● Exercise goal
Please return every record below exactly as it stands.

*** Opening of Information given ***

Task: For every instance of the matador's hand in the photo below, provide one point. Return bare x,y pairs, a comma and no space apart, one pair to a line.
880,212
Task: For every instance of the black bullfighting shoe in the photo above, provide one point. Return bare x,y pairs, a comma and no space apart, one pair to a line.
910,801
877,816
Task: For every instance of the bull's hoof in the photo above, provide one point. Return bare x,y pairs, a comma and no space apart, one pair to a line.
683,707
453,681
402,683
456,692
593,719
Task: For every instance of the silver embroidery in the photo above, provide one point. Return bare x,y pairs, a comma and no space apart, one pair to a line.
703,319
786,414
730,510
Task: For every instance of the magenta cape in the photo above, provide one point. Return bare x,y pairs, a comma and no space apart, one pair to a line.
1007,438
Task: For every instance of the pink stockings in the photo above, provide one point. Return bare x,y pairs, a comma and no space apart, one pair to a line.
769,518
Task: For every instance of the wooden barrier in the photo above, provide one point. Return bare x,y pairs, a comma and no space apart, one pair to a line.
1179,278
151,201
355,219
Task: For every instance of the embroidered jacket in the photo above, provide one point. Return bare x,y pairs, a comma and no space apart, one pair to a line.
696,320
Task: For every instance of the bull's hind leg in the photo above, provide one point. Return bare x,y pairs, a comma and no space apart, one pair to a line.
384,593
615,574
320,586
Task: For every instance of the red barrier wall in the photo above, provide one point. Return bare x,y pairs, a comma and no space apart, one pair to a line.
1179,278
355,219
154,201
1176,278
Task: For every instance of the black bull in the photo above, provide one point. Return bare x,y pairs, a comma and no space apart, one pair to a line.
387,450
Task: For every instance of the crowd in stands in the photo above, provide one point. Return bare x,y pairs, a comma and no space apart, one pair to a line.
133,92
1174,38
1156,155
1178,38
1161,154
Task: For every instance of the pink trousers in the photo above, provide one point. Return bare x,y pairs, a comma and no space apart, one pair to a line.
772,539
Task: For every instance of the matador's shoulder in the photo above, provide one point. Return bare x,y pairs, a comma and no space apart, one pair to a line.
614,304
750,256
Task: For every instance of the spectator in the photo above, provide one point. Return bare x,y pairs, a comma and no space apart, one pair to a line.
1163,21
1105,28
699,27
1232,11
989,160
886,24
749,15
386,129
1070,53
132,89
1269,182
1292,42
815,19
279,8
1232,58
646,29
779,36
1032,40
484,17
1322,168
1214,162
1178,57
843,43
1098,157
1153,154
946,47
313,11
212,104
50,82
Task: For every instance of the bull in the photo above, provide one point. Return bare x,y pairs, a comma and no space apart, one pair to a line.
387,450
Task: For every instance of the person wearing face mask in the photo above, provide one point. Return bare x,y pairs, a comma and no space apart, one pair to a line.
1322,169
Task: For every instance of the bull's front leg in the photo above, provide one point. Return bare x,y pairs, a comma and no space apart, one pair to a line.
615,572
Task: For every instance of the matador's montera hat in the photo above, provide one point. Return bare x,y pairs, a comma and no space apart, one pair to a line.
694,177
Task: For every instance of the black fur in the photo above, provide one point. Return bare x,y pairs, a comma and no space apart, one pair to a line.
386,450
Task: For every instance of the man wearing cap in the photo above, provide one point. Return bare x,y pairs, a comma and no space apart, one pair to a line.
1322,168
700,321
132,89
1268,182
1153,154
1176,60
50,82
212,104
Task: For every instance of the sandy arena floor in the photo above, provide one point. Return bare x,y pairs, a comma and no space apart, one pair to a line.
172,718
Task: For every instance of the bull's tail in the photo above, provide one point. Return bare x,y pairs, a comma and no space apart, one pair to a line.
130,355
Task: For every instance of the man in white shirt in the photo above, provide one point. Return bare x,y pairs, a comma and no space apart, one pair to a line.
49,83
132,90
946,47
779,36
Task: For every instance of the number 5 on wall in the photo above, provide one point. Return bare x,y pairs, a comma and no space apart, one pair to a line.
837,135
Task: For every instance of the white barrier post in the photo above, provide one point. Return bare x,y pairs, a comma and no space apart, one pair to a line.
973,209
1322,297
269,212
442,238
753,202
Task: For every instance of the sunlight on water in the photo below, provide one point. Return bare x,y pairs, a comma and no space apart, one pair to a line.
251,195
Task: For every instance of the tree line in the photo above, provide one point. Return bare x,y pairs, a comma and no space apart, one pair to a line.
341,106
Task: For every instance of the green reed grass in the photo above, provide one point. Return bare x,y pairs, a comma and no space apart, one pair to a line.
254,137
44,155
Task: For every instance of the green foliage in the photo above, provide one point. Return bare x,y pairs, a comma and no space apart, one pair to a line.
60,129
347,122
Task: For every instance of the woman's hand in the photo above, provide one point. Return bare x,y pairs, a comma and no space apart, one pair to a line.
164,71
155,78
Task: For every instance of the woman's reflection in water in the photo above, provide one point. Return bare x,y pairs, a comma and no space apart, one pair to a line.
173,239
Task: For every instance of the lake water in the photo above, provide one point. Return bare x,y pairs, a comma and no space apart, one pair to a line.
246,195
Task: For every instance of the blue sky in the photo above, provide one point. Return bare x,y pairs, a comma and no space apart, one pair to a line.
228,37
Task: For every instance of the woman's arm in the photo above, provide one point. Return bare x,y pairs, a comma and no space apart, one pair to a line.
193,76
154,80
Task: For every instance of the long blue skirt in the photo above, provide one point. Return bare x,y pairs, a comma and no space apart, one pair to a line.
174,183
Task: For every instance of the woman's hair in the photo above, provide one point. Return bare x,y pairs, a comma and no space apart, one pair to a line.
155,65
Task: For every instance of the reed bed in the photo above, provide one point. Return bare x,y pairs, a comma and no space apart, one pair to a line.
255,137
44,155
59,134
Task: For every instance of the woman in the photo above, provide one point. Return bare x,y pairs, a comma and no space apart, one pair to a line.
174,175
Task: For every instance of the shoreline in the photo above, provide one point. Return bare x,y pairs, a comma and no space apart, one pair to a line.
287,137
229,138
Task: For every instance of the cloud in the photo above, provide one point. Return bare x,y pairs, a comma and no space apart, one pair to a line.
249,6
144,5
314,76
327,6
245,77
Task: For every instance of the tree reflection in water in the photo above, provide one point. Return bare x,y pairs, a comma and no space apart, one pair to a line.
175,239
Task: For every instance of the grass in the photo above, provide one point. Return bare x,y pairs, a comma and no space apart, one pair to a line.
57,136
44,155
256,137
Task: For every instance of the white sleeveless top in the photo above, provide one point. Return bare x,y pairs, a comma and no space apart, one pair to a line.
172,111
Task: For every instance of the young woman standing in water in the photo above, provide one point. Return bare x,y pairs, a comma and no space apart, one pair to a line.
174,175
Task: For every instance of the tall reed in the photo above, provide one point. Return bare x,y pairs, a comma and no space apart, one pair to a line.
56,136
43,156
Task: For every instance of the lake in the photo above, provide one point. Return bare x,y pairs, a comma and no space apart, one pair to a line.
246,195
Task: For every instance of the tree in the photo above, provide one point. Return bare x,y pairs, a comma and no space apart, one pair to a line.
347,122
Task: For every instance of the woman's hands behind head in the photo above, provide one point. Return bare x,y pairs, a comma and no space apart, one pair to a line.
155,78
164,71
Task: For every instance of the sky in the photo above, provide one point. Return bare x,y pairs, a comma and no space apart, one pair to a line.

*** Close of Information given ***

● Task solution
Task: For every instance of the matador's hand in the photo below, provide one point. Return bare x,y pairs, a comma and no space apart, one pair to a line.
880,212
Task: For every instance of the black bullfighting shoe in the photo above, provide one point. Return bare x,y pairs, a comma and no space apart, one pair to a line.
910,801
877,816
Task: For every instance of the bull's hoof in the photo above, provide one point. Return bare x,y pairs, a comma and no space apart, one pair to a line.
683,707
453,681
402,683
456,692
593,719
Task: For every instance of the silver embroidery in the photo above, provide one point. Return bare x,y pairs, a comma and no space apart, one pair to a line.
703,319
786,414
730,510
Task: For every instance of the magenta cape in the photo above, provide one point. Return bare x,y pairs, a comma and no space apart, one pair to a line.
1007,438
Task: For every instance of the pink stockings in the photo above, provide one point. Return bare x,y pairs, a comma and no space apart, one pair to a line.
769,518
Task: For every instance of the wooden barrier in the photo above, provide one point. Return bare x,y pairs, a comma and no space apart, one pair to a line.
1179,278
151,201
355,219
Task: For every instance of the embroidered jacket in the photo above, provide one point. Return bare x,y pairs, a comma and no space apart, one pair to a line.
696,320
Task: For every instance of the bull's hind leg in the photo above, provide one point. Return bare x,y pairs, a comma and no space apart, one pair to a line.
384,593
615,574
320,586
Task: For every instance of the red barrier wall in the photo above, provide one point. Return bare x,y pairs, a comma and no space apart, one pair to a line.
1179,278
355,219
154,201
1176,278
Task: For every instance of the black bull in the photo above, provide one point. Return bare x,y pairs, a comma and no space apart, one pair to a line.
387,450
Task: For every instance of the crowd in stands in the photo above, provide one point. Return bare x,y pairs, a comma and no space apart, one pair to a line.
133,92
1174,38
1156,155
1178,38
1161,154
Task: For every instance of the pink trousers in the photo above, provide one point. Return bare x,y pairs, a comma and no space apart, one pair to a line.
772,539
Task: For every instance of the matador's shoulder in the photo above, provide one point. Return bare x,y pairs, a comma and no space apart, one pair to a line.
614,304
750,256
Task: For every instance of the spectator in the photo above, provide one point. Return bare x,y pairs, a comma and no space apart, one pair to a line.
1163,21
1105,28
699,27
1232,11
989,160
886,24
749,15
386,129
1070,53
132,89
1269,182
1292,42
815,19
279,8
1232,58
646,29
779,36
1032,40
484,17
1322,168
1214,162
1178,57
843,43
1098,157
1153,154
946,47
313,11
212,104
50,82
Task: For every instance of the bull in the photo above, provide one point. Return bare x,y pairs, a comma and no space apart, one pair to a line.
387,450
Task: For every instance of the person wearing face mask in the photo above, provide one point. Return bare x,y pairs, a comma and no space apart, one pair to a line.
1322,169
Task: For every instance of the bull's front leg in the photo above, provide one point. Return bare x,y pairs, a comma and no space apart, one pair to a line.
615,572
Task: For every instance of the matador's montera hat in the photo above, provide one point. Return bare x,y pairs, a comma and no space apart, one pair to a line.
694,177
Task: For every instance of the black fur in the photo above, provide one point. Return bare x,y pairs, a comma and no space apart, one pair to a line.
386,450
Task: For every instance of the man wearing cap in the photo above, provide one point. Return bare x,y pairs, a comma and no space apart, one pair to a line.
1322,168
700,321
132,89
1268,182
1153,154
1176,60
50,82
212,104
Task: For every instance of the sandy arena floor in the photo above, provide one point. Return bare x,y pairs, a comma and no space apart, one pair to a line.
172,718
Task: For every instance of the bull's tail in the photo above, provide one point. Return bare x,y pairs, a comma and no space apart, one pair to a line.
130,355
Task: For every instance of the man in white shirt in the photo above, provide one point. Return bare x,y pairs, a comma and no space apart, one pair to a line.
49,83
132,90
946,47
779,36
Task: For every instance of the number 5 on wall in the photo above, provide one point. Return bare x,y pairs, a comma and no space apart, one pair to a line.
837,135
Task: For every instance of the white barrier post in the photo above, provide one point. Return bare x,y pairs, a comma and no space apart, one pair to a line.
973,209
1322,297
269,212
442,238
753,202
Task: For every instance of the sunlight on water in the photo below, provide one point. Return bare x,y pairs, a comma and no space apart, one pair to a line.
251,195
Task: For every instance of the tree line in the photo above, provide one point. Return bare x,y pairs, a comma and no space apart, one pair to a line.
341,106
Task: For every instance of the green reed grass in the photo above, provide one point. Return bare x,y pairs, a comma and no space apart, one pair to a line.
254,137
44,155
Task: For every instance of the green foliage in the photo above, provide one point. Return bare x,y pairs, a comma and no space apart, one pair to a line.
60,129
347,122
Task: For every instance of the woman's hand in the photo above, provide one point. Return bare x,y pairs, a comma and no space apart, one pair to a line.
164,71
155,78
Task: For every instance of the woman's reflection in water in the photo above, provide one point. Return bare x,y pairs, a comma and no space apart, one pair to a line.
173,239
Task: For every instance of the lake water in the photo above, provide one point. Return bare x,y pairs, a comma and no space apart, one pair to a line.
246,195
Task: For every instance of the blue sky in the photo above, provide one point. Return bare x,y pairs, a comma and no space apart, one pair to a line.
228,37
Task: For every instance of the woman's arm in the photo above, provide one point. Return bare x,y pairs, a comma and no space apart, one pair to a line.
193,76
154,80
Task: For every instance of the long blue skirt in the photo above, provide one point. Return bare x,y pairs, a comma and no space apart, one pair to a line.
174,183
Task: For every instance of the woman's hair in the photo above, provide one point. Return bare x,y pairs, a comma and no space apart, one pair to a line.
155,65
Task: For every instance of the reed bed in the photo above, provide one point. Return bare x,y pairs, a comma and no space apart, one pair to a line.
255,137
44,155
59,134
Task: For every instance of the woman in the photo above, provide one point. Return bare x,y pairs, a comma and no space apart, one pair to a line.
174,175
Task: For every instance of the shoreline in the photo above, provide one point. Return bare x,y pairs, a comma and no space apart, one pair to a line.
287,137
229,138
Task: For every instance of the cloud in the photo above, provide one point. Return bare x,y pairs, a comma and no space apart, one pair to a line.
249,6
144,5
314,76
327,6
245,77
Task: For every instance of the tree reflection in water in the photo above, provide one point. Return bare x,y pairs, a comma and no space apart, one pair to a line.
175,239
Task: For every instance of the grass in the photo above, provide one point. Return bare x,y pairs, a comma and no space apart, one pair to a line.
57,136
44,155
256,137
Task: For every instance of the white sleeveless top in the photo above, provide one point. Return bare x,y pairs, a comma and no space apart, one pair to a line.
172,111
Task: For every instance of the young woman standing in water in the photo above, provide one point. Return bare x,y pairs, a comma and no space apart, one pair to a line.
174,175
Task: For every instance of the tall reed in the photo above, provide one point. Return bare x,y pairs, a comma and no space apart, one pair to a line.
56,136
43,156
Task: For every instance of the lake in the photo above, provide one point. Return bare x,y pairs, a comma and no space apart, one pair to a line.
246,195
Task: For every instance of the tree in the photo above, provide one point. Return bare x,y pairs, a comma and no space apart, one pair to a line.
347,122
Task: For every instance of the woman's hands behind head in the photo above, provide one point. Return bare x,y pairs, a comma and no space apart, one pair to a line.
155,78
164,71
Task: For every instance of the sky in the photo above, provide one point. Return bare x,y pairs, a comma and no space apart, one pair to a line.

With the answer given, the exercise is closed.